• Directive
Quote all of the data below exactly, please.

• Available records
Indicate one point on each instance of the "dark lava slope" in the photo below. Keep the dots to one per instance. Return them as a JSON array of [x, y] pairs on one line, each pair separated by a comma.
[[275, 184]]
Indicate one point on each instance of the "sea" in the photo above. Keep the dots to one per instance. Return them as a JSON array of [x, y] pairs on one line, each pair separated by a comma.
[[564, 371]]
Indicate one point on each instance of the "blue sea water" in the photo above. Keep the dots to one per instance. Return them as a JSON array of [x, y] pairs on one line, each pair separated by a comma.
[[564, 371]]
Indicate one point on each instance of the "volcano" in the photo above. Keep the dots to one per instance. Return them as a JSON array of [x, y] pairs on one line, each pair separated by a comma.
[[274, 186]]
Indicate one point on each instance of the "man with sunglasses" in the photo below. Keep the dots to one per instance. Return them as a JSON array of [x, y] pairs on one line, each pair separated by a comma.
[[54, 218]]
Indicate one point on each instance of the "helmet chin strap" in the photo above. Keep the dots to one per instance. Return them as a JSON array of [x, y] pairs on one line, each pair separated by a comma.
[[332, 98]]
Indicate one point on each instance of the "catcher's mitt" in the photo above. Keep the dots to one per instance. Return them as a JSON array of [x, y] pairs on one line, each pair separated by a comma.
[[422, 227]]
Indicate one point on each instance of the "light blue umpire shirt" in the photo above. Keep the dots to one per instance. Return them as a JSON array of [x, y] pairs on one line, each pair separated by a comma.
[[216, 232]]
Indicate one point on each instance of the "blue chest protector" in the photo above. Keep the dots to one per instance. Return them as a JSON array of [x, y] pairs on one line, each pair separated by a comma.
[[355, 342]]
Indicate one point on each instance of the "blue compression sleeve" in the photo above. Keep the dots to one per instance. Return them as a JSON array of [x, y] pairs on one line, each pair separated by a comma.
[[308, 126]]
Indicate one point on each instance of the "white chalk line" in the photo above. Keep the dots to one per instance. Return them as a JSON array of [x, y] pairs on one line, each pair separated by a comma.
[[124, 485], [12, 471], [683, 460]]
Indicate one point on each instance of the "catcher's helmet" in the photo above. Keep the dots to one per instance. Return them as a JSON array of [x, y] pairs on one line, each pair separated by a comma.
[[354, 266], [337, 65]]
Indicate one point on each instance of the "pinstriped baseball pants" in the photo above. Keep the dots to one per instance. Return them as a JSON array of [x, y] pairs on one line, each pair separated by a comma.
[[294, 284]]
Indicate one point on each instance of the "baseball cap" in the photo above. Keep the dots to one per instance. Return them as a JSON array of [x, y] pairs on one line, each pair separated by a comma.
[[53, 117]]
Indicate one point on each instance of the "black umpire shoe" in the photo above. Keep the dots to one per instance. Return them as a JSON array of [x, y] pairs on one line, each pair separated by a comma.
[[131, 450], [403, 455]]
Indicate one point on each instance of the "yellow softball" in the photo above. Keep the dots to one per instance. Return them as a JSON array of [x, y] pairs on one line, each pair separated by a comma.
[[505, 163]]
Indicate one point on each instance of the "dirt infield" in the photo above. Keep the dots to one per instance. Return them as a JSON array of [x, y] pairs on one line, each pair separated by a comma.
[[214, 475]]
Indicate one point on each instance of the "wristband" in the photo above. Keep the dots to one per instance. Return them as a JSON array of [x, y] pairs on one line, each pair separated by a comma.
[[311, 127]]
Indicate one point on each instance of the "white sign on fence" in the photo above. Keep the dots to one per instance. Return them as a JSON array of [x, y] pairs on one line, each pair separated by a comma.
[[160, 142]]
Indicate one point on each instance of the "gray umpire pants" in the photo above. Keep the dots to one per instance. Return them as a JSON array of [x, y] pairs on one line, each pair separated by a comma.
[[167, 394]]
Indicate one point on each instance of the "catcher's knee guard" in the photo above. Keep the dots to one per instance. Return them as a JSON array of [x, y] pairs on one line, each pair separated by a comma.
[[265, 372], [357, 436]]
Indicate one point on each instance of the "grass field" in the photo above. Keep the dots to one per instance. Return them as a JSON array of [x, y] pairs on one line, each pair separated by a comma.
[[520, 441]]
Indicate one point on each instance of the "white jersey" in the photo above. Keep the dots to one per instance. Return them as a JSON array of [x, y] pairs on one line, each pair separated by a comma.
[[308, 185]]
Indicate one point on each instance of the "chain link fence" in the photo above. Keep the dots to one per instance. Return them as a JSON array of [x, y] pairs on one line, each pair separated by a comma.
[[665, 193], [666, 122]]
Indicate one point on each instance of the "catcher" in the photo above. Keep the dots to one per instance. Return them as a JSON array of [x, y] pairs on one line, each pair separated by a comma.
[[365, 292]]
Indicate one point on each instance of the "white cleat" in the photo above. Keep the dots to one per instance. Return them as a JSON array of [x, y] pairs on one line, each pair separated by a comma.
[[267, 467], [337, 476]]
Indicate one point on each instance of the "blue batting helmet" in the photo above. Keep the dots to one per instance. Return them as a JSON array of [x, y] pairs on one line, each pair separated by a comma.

• Exercise response
Indicate one point on each instance of the "dark lava slope" in the photo below. Keep the dots to one per instance. Return them as a JSON array of [x, y] pairs on one line, each pair separated by a comma.
[[275, 184]]
Indicate one point on each instance of the "sea" in the photo above. Keep the dots to one per instance. Return them as a JSON array of [x, y] pairs on one line, each pair separated by a comma.
[[564, 371]]
Indicate one point on each instance of the "blue sea water" in the photo above. Keep the dots to one per instance. Return them as a JSON array of [x, y] pairs on one line, each pair separated by a comma.
[[564, 371]]
Indicate one point on each instance of the "volcano" in the photo above. Keep the dots to one per instance. Return them as a JSON array of [x, y] pairs on one line, each pair separated by a comma.
[[274, 186]]
Indicate one point on each instance of the "man with sunglasses" in the photo below. Keep the dots to one per instance. Return them as a JSON array of [x, y] pairs on one line, each pair separated by a comma.
[[54, 218]]
Indicate one point on each instance of the "helmet chin strap" in the photo above. Keep the dots to one per instance. Return them as a JSON array of [x, y] pairs on one line, each pair separated by a comma.
[[332, 98]]
Indicate one point on each instance of the "catcher's mitt" in the photo above. Keep the dots to one per instance. Return them as a JSON array of [x, y] pairs on one line, each pair separated by a comma.
[[422, 227]]
Indicate one point on each instance of the "light blue umpire shirt" in the photo above. Keep the dots to one per instance. Return them as a JSON array of [x, y] pairs on one line, each pair separated by a comma.
[[216, 232]]
Indicate one point on each instance of the "blue chest protector" in the photo above. Keep the dots to one per instance. Return them as a JSON array of [x, y] pairs on one line, each pair separated by a comma.
[[355, 342]]
Indicate one point on each instance of the "blue compression sleeve" in the photo above. Keep the dots to one per instance. Return them as a JSON array of [x, y] pairs on one line, each pair separated by a comma.
[[308, 126]]
Indicate one point on each instance of the "white chalk line" in the photo above. Keep the dots to one per instance. Return them as a JSON array of [x, y] pairs on one line, each pair separated by a comma.
[[124, 485], [12, 471], [683, 460]]
Indicate one point on each instance of the "catcher's helmet" in the photo above. Keep the dots to one per instance. Return them as a JSON array of [x, y] pairs on one line, each pair separated by a comma.
[[354, 266], [337, 65]]
Indicate one point on each instance of the "pinstriped baseball pants" in the photo above. Keep the dots to one per instance. Return them as a JSON array of [x, y] pairs on one line, each pair separated by a comma.
[[294, 284]]
Indicate one point on each instance of the "baseball cap" in the photo above. Keep the dots to one per instance. Return them as a JSON array of [x, y] pairs on one line, each pair separated by a comma.
[[53, 117]]
Indicate one point on each instance of the "black umpire shoe" in the photo above. Keep the dots to one per instance. Return them as a JSON array of [x, y] pairs on one line, each pair separated by a comma.
[[131, 450], [403, 455]]
Indicate one point on each instance of the "yellow softball" in the photo above. Keep the dots to one per instance. Return them as a JSON array of [x, y] pairs on one line, each pair separated by a comma.
[[505, 163]]
Indicate one point on each instance of the "dirt infield" in the photo above. Keep the dots to one per instance. Return them as a JSON array of [x, y] pairs on one line, each pair separated by a comma.
[[214, 475]]
Indicate one point on each instance of the "wristband" in the photo above. Keep the dots to one per instance. Return them as a JSON array of [x, y] pairs on one line, each pair separated by a comma.
[[311, 127]]
Indicate one point on each instance of the "white sign on fence" in the photo above. Keep the dots to one per instance. Return them as a JSON array of [x, y] pairs on one line, each pair separated by a comma.
[[160, 142]]
Indicate one point on each instance of the "gray umpire pants" in the photo above. Keep the dots to one per instance. Return them as a JSON array of [x, y] pairs on one line, each pair separated by a comma.
[[167, 394]]
Indicate one point on each instance of the "catcher's knee guard" in the photo above. Keep the dots to one per instance. Return them as a JSON array of [x, y] pairs on one line, each pair separated by a comma.
[[265, 372], [357, 436]]
Indicate one point on each instance of the "grass field" in the photo above. Keep the dots to one per instance. Return them as a JSON array of [x, y] pairs on one line, each pair separated by a comma.
[[520, 441]]
Indicate one point on each instance of the "white jersey" in the photo above. Keep the dots to one per instance. Return them as a JSON array of [x, y] pairs on one line, each pair separated by a comma.
[[308, 185]]
Indicate one point on each instance of the "chain link fence" in the photo above. Keep the dots to one per instance. Return them as a JSON array of [x, y] pairs on one line, each pair separated by a comma.
[[665, 193], [666, 122]]
Indicate one point on each instance of the "catcher" in the photo above. Keep the dots to one per instance. Return them as a JSON array of [x, y] pairs on one line, each pair separated by a comma.
[[365, 292]]
Indicate one point on each instance of the "white cleat" in the photo above. Keep the dots to one per instance. Return them as a JSON array of [x, y] pairs on one line, each pair separated by a comma.
[[267, 467], [337, 476]]
Indicate one point on each instance of the "blue batting helmet" in the photo above. Keep the dots to one per instance. Return them as a JSON array of [x, y] pairs on one line, each pair separated by a comma.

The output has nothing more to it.